■ **EXCERPTED DATA**
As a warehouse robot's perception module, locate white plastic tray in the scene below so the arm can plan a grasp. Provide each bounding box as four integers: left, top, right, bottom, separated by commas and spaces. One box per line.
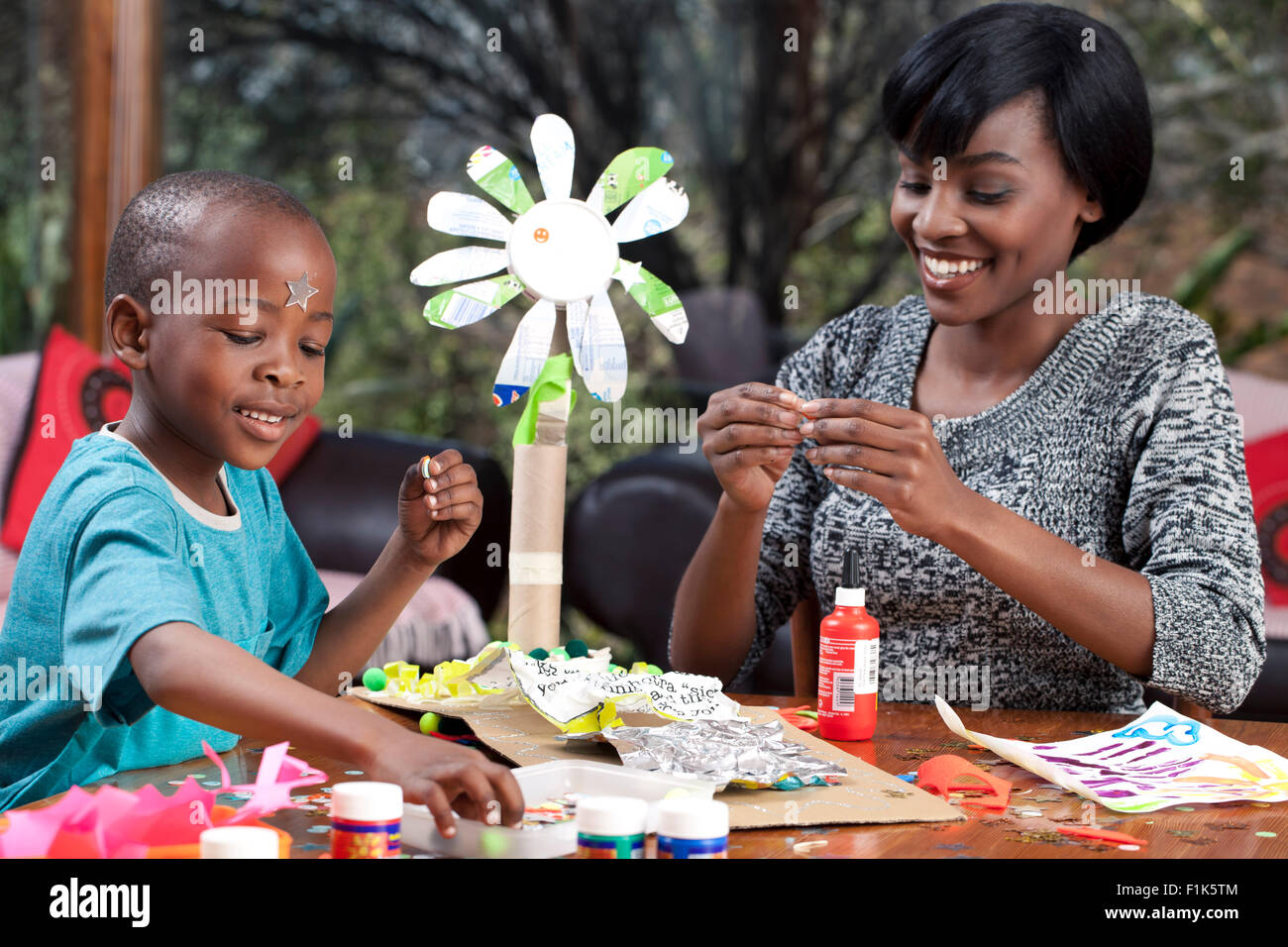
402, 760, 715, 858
...
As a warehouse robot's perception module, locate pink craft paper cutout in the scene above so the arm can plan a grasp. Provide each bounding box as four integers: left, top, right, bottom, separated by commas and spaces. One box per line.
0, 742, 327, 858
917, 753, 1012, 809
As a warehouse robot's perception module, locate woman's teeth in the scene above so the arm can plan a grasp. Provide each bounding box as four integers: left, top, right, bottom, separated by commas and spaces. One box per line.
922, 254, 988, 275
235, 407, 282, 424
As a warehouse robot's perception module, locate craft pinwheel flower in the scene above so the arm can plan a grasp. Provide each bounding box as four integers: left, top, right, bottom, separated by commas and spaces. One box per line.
--
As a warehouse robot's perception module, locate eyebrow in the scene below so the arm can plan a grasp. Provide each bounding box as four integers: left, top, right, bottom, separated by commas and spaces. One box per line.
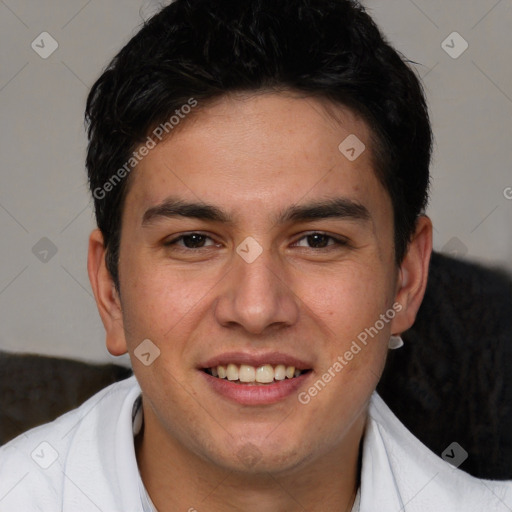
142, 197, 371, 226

■ **TASK TO COMPLETE**
Set down everything from the line containing "As a warehouse robot's perception module, locate white" down to the line containing "402, 760, 715, 858", exactly as it appears, with both of those lines included. Leave the pictures out of your answer.

■ **REPLY**
As a warehouse robot's perception module, locate white plastic tray in the scene below so the arm can plan a grasp. Provide each bounding box as four integers: left, top, right, bottom, separated by commas and spaces. One box per line.
402, 760, 715, 858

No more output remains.